Position identification records:
○ ○ ○ ○ ○
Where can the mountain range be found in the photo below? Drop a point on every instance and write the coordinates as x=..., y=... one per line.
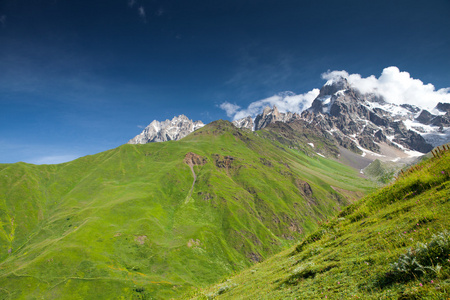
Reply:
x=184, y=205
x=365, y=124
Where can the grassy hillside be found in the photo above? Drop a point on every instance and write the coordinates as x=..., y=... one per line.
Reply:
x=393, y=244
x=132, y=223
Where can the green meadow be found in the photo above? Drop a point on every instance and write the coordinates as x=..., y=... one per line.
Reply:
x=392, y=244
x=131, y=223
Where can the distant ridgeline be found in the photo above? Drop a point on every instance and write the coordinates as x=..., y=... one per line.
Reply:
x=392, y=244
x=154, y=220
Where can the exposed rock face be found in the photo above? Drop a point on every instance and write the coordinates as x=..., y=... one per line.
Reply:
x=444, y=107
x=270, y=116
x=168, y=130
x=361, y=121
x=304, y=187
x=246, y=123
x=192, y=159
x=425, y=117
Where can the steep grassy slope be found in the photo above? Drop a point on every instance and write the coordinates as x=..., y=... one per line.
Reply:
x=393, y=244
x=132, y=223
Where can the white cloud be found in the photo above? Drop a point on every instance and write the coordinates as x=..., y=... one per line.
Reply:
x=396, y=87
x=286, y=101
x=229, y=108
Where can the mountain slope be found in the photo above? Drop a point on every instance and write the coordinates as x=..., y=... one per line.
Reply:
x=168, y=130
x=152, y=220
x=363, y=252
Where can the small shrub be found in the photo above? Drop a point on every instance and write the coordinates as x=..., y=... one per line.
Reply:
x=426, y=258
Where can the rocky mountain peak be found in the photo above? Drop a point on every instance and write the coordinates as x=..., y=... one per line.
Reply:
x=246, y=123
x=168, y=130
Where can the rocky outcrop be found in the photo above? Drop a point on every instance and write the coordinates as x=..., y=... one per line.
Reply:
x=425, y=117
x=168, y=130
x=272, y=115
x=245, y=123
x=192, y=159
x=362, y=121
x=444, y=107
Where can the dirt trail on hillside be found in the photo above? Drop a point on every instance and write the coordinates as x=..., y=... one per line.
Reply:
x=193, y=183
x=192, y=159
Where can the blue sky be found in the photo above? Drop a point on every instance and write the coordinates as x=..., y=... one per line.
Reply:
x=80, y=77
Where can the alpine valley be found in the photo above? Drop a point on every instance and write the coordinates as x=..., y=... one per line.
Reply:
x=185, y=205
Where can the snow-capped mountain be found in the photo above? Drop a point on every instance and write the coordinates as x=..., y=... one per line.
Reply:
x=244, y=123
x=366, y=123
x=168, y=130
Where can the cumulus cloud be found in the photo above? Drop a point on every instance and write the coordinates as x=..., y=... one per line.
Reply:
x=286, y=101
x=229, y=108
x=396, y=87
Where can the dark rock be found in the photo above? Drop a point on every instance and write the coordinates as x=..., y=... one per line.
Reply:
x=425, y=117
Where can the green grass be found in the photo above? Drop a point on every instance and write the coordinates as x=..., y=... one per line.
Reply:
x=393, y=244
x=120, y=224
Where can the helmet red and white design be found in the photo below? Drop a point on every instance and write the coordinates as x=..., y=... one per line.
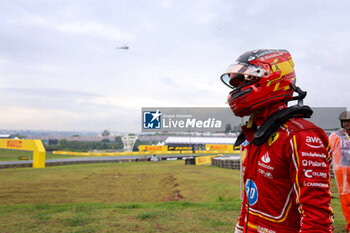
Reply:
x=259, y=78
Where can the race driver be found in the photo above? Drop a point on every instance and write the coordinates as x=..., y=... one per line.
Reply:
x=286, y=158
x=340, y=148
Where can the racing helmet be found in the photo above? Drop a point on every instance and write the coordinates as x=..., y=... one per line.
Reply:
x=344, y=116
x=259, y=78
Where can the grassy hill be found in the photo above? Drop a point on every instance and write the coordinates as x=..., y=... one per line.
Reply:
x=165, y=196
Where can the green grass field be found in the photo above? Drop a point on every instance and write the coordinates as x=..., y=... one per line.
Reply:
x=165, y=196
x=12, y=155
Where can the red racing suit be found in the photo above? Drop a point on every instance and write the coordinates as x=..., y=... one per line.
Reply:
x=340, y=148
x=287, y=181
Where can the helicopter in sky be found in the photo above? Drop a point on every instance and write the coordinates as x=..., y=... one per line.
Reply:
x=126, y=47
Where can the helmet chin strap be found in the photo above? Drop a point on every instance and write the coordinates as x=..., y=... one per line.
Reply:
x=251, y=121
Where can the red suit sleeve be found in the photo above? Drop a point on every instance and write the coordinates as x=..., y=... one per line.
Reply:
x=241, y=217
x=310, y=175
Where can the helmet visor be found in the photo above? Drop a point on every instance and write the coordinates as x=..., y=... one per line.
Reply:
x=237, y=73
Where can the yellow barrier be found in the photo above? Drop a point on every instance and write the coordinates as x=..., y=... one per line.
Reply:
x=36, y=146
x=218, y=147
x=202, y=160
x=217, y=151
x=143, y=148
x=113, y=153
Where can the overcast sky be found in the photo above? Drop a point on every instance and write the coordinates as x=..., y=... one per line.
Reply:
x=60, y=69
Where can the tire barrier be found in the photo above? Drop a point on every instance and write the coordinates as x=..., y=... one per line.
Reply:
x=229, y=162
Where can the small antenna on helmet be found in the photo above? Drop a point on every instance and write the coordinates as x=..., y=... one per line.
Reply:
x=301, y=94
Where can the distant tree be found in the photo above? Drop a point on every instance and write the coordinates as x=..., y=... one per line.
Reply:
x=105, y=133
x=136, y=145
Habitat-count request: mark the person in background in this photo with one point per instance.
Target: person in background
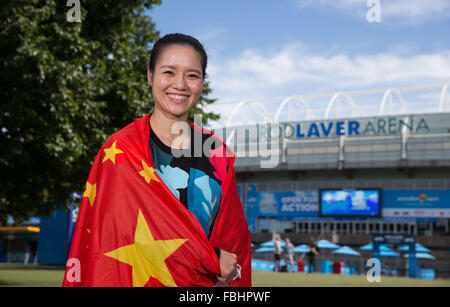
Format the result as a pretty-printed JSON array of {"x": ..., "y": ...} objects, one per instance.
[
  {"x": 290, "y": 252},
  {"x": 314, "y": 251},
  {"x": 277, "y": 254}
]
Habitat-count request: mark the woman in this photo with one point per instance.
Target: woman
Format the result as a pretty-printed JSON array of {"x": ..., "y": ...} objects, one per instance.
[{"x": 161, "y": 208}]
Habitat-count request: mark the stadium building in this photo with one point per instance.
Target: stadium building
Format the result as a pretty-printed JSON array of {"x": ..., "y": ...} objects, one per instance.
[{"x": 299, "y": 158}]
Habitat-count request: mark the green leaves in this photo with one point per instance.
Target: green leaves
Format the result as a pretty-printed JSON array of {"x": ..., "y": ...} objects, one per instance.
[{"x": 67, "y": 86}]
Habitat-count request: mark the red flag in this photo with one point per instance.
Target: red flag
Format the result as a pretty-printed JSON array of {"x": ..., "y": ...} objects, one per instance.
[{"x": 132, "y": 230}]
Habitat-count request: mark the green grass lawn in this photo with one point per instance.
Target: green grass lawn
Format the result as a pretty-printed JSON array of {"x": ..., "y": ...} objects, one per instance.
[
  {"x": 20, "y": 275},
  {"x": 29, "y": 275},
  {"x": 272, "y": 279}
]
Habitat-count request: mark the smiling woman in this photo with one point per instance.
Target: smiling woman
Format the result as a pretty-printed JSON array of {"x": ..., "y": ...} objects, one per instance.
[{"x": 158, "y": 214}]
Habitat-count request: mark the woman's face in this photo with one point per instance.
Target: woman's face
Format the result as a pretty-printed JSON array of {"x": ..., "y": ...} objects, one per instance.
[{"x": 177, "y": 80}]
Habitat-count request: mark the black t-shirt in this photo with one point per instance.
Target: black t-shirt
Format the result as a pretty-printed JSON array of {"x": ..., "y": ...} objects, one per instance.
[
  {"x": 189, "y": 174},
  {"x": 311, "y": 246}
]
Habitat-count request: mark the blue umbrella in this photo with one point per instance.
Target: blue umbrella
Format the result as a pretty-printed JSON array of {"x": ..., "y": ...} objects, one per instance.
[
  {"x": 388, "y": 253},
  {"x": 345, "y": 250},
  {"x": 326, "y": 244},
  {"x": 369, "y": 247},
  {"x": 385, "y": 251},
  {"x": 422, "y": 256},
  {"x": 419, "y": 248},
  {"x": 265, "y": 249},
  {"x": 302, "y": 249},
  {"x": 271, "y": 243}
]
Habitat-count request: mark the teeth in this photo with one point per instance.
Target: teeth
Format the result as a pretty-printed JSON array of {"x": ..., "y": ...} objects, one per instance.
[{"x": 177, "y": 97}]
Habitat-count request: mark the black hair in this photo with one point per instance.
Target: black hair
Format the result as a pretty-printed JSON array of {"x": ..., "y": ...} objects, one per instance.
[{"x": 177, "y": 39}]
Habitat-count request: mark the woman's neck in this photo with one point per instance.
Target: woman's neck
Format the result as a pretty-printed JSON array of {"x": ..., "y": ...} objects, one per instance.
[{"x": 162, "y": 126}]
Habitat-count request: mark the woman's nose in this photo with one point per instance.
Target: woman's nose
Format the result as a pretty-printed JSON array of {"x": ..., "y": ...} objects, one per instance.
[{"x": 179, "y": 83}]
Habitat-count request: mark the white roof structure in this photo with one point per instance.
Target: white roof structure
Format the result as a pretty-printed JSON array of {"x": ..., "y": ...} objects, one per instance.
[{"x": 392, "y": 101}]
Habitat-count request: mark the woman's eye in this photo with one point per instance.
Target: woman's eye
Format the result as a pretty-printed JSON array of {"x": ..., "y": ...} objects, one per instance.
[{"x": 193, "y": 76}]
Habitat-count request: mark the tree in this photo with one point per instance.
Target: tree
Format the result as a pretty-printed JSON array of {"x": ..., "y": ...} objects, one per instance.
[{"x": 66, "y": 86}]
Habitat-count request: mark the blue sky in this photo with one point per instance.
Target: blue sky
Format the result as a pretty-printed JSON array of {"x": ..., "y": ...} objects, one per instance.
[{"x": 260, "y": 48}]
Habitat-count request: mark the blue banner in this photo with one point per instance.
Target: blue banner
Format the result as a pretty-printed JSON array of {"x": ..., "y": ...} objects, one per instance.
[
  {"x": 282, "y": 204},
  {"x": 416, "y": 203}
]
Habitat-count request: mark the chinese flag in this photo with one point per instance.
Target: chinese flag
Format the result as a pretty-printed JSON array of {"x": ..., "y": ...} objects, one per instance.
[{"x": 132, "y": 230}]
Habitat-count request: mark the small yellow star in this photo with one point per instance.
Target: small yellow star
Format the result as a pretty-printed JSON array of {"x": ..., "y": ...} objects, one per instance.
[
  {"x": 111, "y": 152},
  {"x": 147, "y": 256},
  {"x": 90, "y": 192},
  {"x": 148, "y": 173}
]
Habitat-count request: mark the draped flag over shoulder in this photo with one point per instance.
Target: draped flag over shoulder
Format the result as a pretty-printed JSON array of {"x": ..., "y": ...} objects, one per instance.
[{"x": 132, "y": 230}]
○ ○ ○ ○ ○
Output the data above, from its first line through the line containing "x=365, y=124", as a JSON list of strings with one string per line. Leave out blank lines and pictures.

__SOLUTION TO THE PROBLEM__.
[
  "Where can the mountain range be found in the photo below? Drop a point on every instance and write the coordinates as x=..., y=... one per line.",
  "Reply:",
  "x=184, y=205",
  "x=365, y=124"
]